### EXERCISE DESCRIPTION
Report each line of the material below that contains the word "above", copying every such line in full.

### DATASET ENTRIES
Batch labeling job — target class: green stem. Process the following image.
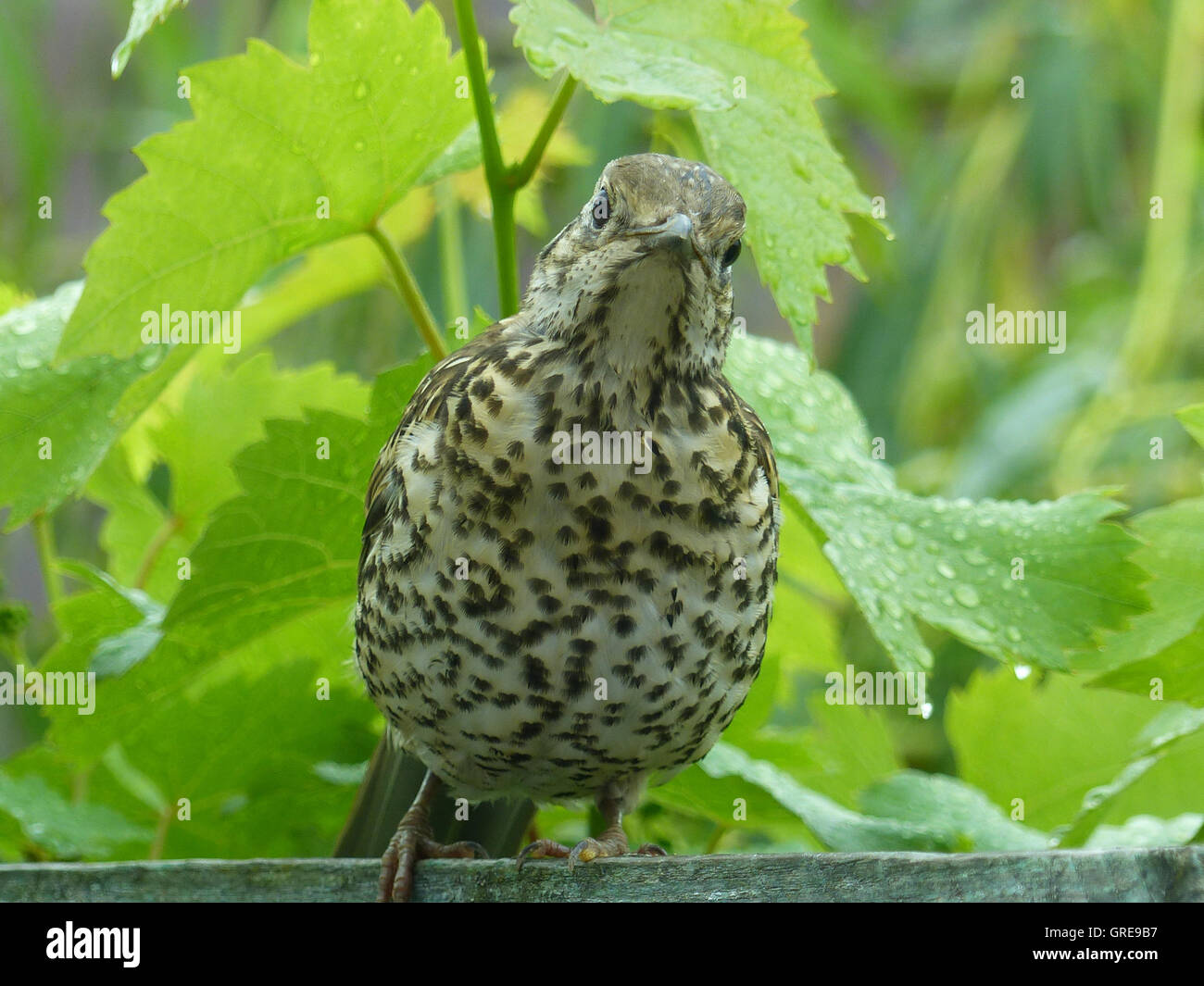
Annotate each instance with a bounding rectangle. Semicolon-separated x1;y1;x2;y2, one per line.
133;514;184;589
434;178;472;325
509;75;577;190
1114;0;1204;386
455;0;519;318
31;513;63;622
368;223;448;360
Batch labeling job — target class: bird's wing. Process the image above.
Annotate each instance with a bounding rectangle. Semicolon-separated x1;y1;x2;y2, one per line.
729;384;778;500
360;321;506;572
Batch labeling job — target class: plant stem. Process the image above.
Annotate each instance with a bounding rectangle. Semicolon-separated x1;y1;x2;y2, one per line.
509;75;577;192
434;178;472;325
31;513;63;622
368;223;448;360
1114;0;1204;386
133;514;184;589
455;0;519;318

### RESULT OF THE TASK
Batch labeling job — target class: bird's wing. Process the image above.
Batch labeling job — target class: plant stem. Process the image above.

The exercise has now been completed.